*Exercise prompt*
Could you rewrite the listing starting at the line that contains "For the benchmark, annotate every instance of the race" and ending at the end of the listing, replacing "single marker" with "single dot" throughout and leaving everything else as it is?

*Information provided*
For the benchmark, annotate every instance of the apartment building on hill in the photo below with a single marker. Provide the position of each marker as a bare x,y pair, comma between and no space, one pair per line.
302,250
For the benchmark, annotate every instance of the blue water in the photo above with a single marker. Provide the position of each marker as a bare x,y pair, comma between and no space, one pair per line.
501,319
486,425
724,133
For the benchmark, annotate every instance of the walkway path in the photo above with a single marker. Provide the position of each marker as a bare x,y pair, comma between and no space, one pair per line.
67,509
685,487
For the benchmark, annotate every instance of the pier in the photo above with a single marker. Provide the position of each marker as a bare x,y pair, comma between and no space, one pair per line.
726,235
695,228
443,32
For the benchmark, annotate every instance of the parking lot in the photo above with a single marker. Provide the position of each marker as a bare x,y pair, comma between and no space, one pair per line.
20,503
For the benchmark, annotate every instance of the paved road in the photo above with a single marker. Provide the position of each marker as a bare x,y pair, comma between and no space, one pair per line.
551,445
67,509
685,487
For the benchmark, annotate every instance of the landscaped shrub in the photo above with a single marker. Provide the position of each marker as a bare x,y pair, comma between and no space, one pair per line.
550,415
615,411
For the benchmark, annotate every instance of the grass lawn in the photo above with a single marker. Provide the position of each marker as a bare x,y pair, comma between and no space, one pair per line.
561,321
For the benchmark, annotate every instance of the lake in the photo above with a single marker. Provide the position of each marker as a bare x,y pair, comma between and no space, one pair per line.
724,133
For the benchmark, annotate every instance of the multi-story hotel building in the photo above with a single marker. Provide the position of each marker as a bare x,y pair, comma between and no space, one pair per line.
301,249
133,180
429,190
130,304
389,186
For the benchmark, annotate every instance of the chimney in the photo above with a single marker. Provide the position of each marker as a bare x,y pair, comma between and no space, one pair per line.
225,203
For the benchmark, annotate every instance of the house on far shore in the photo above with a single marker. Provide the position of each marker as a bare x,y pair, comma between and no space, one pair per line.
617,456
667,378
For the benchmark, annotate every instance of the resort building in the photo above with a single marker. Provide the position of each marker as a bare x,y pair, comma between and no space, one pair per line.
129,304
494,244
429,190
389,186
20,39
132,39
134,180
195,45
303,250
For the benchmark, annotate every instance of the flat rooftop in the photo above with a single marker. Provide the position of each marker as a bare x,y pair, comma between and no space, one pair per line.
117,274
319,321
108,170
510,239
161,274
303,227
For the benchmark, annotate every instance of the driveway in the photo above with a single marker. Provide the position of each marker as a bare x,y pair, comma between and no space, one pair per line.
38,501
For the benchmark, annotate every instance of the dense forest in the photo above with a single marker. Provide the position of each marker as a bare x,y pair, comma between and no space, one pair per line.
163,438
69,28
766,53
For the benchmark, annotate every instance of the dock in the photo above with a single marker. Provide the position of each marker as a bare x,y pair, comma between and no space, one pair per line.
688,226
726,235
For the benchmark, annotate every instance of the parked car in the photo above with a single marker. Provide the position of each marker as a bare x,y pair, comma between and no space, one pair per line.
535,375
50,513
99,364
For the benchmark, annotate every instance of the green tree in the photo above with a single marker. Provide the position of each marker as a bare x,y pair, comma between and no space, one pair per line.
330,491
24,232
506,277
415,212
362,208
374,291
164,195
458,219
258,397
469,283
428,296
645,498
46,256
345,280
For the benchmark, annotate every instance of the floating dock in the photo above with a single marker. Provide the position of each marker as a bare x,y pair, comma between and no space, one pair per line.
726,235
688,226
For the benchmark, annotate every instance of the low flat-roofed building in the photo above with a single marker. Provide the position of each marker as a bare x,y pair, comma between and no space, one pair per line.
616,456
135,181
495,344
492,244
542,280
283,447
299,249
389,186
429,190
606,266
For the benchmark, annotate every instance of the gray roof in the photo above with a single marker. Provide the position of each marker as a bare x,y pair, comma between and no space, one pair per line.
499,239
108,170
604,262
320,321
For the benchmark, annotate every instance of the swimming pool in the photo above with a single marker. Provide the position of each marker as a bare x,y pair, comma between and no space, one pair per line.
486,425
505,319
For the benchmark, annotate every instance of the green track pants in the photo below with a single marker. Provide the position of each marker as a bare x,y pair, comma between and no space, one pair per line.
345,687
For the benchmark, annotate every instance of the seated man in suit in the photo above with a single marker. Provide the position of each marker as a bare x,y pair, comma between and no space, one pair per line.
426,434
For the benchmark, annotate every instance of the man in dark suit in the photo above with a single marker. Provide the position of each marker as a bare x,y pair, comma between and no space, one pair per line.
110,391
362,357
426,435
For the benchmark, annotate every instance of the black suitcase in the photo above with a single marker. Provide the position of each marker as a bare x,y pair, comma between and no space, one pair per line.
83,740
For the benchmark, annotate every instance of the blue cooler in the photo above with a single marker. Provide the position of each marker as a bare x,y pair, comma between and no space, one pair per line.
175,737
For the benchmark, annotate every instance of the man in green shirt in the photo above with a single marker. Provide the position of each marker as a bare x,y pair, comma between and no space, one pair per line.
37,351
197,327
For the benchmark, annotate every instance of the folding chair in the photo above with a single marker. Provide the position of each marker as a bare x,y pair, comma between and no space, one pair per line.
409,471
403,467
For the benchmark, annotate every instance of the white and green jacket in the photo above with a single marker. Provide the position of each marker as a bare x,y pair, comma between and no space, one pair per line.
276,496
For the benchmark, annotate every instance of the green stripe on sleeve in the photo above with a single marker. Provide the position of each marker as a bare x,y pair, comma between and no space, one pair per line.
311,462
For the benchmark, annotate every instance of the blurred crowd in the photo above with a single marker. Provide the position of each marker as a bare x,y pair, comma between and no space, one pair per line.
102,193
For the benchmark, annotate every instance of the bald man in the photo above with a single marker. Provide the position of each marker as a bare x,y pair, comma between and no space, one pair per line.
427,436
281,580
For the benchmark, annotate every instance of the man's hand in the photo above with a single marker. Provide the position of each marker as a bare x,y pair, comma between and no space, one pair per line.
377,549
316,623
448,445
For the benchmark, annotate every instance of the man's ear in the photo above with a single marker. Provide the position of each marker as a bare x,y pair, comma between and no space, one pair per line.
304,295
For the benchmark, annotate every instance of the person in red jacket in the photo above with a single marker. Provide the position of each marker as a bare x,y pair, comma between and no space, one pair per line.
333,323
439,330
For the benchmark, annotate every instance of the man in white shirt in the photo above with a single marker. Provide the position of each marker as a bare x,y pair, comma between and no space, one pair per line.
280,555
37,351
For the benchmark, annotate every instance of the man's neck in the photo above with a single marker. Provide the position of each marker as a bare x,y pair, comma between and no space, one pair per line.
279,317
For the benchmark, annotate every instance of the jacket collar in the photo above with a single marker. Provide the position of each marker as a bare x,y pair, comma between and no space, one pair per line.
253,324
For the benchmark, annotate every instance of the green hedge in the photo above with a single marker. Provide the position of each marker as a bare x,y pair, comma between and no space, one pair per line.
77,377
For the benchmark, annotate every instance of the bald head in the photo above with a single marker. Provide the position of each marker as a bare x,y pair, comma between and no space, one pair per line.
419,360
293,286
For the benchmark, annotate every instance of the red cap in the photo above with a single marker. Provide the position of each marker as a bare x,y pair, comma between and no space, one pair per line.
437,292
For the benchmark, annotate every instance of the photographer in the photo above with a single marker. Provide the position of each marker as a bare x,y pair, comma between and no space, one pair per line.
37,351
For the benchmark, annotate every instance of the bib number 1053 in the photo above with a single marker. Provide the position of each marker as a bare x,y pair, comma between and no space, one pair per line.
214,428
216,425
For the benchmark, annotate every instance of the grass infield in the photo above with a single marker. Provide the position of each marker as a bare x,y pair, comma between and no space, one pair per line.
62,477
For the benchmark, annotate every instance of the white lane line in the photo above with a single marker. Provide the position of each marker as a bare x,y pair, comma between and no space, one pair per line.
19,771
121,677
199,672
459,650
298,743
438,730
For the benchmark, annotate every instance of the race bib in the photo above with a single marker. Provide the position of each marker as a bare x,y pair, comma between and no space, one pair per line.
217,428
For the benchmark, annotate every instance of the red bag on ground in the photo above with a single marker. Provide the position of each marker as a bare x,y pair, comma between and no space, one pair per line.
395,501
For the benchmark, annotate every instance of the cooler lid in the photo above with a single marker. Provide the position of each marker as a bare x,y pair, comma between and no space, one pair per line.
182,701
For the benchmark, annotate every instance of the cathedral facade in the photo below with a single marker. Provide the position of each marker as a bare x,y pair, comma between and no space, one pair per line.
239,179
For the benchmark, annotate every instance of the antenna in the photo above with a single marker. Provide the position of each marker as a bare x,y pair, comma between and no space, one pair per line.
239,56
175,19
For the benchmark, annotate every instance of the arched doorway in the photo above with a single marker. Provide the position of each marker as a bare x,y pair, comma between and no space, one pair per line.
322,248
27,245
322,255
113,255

*Result for this exercise*
For the benchmark, annotate every instance of the race bib in the photo above with a single dot. Provide the position of each marker as a bare x,y pair, comma between and no space, one pair per line.
217,428
For the benchmark, annotate every instance of the red bag on ground in the photo above with a single dot. Provide the position of each marker as a bare x,y pair, comma between and no space, one pair per line.
395,501
For the benchmark, annotate every instance of the cooler lid in the photo above with a single dot. Provide the position of each marker as a bare x,y pair, comma between and no space, one pair per line.
182,701
For the benchmark, annotate every instance of the cathedral facade in the photo below with a single dot. Provide the position of each marker as a bare x,y pair, comma between and no space, one pair per line.
239,179
For the benchmark, annotate every instance of the antenna in the photo above with a single dot. Provide the position of each marker as a bare x,y pair, comma between and no space, one pair per line.
239,56
175,19
For the benchmark, annotate every instance of the arched doorway in the photo above with a single dot. Provide the position of each marker as a bare x,y pair, comma between and no space, one pair per line.
322,248
27,245
322,255
113,255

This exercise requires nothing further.